-- begin Quoted text --

This case came before the court on December 4, 2009, for hearing on defendants' motion to dismiss and/or strike plaintiffs' complaint pursuant to Federal Rules of Civil Procedure 12(b)(6) and 12(f). (Doc. No. 5). Berrie R. Goldman, Esq. appeared telephonically at that time for all defendants. Plaintiffs did not file written opposition to the motion nor did they appear at the hearing.*fn1 Upon consideration of all written materials filed in connection with the motion, counsel's arguments at the hearing, and the entire file, the undersigned recommends that defendants' motion be granted and this action be dismissed.


Plaintiffs originally filed their complaint on September 10, 2009, in the Solano County Superior Court. On October 13, 2009, defendants removed the action pursuant to 28 U.S.C. § 1441(b) on the grounds that this court has original jurisdiction over plaintiffs' claims brought under federal law, including the Federal Fair Debt Collections Practices Act (FDCPA) and the Real Estate Settlement Procedures Act (RESPA). See Notice of Removal (Doc. No. 1).

-- end Quoted text --
-- begin Dataset rows --

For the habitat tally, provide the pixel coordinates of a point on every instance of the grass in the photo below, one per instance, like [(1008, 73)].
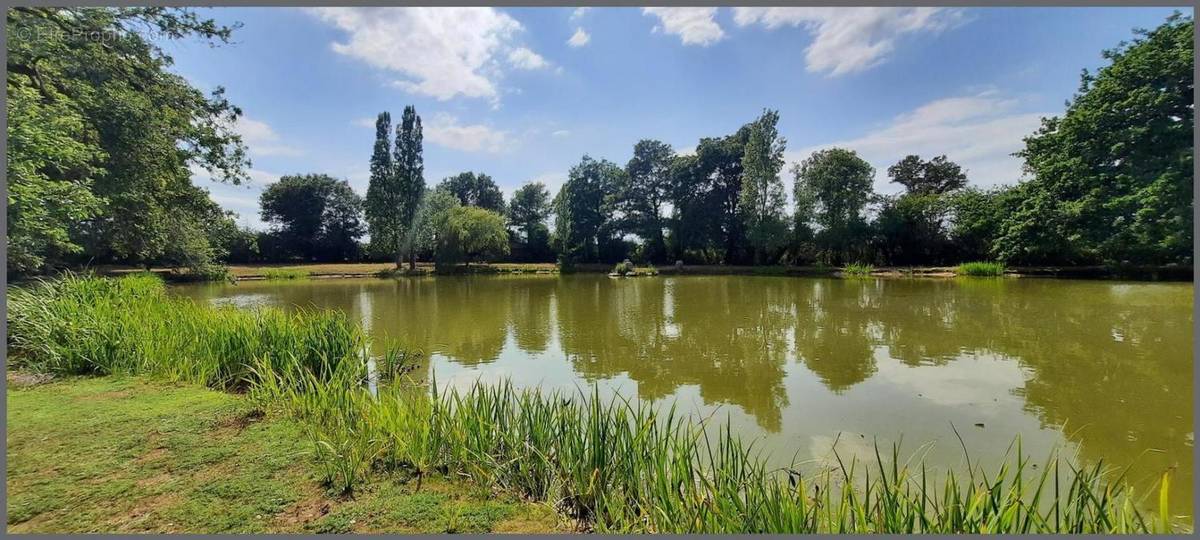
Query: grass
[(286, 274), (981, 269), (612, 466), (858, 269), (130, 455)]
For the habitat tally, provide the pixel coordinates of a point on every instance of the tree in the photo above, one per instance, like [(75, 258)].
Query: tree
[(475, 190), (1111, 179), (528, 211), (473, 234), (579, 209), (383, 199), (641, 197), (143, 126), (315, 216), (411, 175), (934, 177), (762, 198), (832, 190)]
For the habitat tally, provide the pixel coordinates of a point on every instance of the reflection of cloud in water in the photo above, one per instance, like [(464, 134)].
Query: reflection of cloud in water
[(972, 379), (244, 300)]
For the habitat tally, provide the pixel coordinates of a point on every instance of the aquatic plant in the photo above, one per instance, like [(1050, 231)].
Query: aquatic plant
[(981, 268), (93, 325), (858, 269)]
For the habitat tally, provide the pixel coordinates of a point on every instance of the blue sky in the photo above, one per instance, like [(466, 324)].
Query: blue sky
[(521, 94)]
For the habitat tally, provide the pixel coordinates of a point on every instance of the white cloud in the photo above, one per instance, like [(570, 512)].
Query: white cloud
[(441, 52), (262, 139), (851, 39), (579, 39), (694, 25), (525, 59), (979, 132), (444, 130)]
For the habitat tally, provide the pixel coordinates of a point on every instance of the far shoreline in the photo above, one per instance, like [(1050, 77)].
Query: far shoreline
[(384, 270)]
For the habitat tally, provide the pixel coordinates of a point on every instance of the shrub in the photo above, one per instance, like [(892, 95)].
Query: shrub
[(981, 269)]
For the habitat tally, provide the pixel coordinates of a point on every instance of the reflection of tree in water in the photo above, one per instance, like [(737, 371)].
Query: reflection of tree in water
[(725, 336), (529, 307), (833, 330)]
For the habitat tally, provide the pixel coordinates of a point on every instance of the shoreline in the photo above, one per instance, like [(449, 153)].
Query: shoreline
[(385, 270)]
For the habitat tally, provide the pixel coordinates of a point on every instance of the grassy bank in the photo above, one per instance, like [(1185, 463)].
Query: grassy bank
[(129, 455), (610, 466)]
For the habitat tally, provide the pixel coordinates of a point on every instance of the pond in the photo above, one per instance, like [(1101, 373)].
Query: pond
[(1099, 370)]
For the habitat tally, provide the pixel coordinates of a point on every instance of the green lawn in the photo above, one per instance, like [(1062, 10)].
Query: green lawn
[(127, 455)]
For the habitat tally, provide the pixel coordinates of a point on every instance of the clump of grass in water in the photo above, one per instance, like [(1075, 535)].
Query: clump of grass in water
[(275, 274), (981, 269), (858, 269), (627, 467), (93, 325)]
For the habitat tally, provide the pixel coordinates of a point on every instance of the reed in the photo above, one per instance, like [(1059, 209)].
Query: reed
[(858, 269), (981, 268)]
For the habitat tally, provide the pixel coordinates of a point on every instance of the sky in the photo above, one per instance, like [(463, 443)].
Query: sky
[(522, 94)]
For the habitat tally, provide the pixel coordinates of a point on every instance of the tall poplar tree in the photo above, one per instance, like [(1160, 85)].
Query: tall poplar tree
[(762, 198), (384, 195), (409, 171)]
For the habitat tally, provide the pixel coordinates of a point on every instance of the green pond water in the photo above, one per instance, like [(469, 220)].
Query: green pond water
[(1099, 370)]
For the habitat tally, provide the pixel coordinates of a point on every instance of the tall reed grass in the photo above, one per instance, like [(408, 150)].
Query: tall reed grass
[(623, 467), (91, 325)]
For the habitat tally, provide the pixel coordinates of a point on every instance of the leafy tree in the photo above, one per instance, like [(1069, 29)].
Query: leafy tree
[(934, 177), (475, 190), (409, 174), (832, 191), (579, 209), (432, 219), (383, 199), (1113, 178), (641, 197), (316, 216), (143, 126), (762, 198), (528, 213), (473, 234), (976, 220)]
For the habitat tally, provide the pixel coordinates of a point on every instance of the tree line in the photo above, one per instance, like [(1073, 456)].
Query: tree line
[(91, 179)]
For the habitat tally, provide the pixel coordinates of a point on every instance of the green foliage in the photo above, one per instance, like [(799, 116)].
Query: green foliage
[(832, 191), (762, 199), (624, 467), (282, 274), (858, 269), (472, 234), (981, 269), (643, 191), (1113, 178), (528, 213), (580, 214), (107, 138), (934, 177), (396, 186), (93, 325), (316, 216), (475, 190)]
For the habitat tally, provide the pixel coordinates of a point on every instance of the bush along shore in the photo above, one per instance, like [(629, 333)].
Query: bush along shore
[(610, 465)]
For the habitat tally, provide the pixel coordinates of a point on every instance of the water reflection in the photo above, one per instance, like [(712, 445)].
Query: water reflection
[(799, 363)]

-- end Dataset rows --

#### What this exercise asks:
A. In one to three sentences, explain the stated basis on which the defendants removed the action in the court excerpt.
B. Please reproduce the court excerpt between "This case came" and "action be dismissed.", inclusive.
C. Resume the court excerpt after its last sentence.

#### Answers for the exercise:
A. The defendants removed the action under 28 U.S.C. § 1441(b) on the grounds that the court has original jurisdiction over the plaintiffs' claims brought under federal law. Those claims include ones under the Federal Fair Debt Collections Practices Act (FDCPA) and the Real Estate Settlement Procedures Act (RESPA).

B.
This case came before the court on December 4, 2009, for hearing on defendants' motion to dismiss and/or strike plaintiffs' complaint pursuant to Federal Rules of Civil Procedure 12(b)(6) and 12(f). (Doc. No. 5). Berrie R. Goldman, Esq. appeared telephonically at that time for all defendants. Plaintiffs did not file written opposition to the motion nor did they appear at the hearing.*fn1 Upon consideration of all written materials filed in connection with the motion, counsel's arguments at the hearing, and the entire file, the undersigned recommends that defendants' motion be granted and this action be dismissed.

C.
In the brief factual allegations of their complaint, plaintiffs allege as follows. (Doc. No. 1-2 at ¶¶ 7-11.) Plaintiffs purchased the subject property located at 2969 Waterman Boulevard in Fairfield, California on December 21, 2006. They financed the purchase through a thirty-year adjustable rate mortgage loan in the amount of $518,450 secured by a First Deed of Trust on the subject property which they arranged through a Ron Allen & Associates. The loan was based on plaintiffs' stated, rather than verified, income. Plaintiffs' native language is Russian and the loan documents were not translated into Russian for them. The beginning interest rate on the mortgage loan was 5.875 %. The first rate adjustment under the terms of the loan took place on December 1, 2007. Thereafter, plaintiffs did not have sufficient income to meet their mortgage obligation. Accordingly, on February 25, 2008, plaintiffs were served with a Notice of Default and Election to Sell under Deed of Trust which was not in the Russian language.

Plaintiffs claim that defendant Recontrust Company is not the holder of the note identified in the Notice of Default. In addition, plaintiffs assert that defendant Countrywide Home Loans d.b.a. America's Wholesale Lender, does not have the right to direct defendant Recontrust Company to foreclose upon and sell the subject property. Finally, plaintiff s demand that defendants suspend foreclosure proceedings until they prove they possess the original promissory note.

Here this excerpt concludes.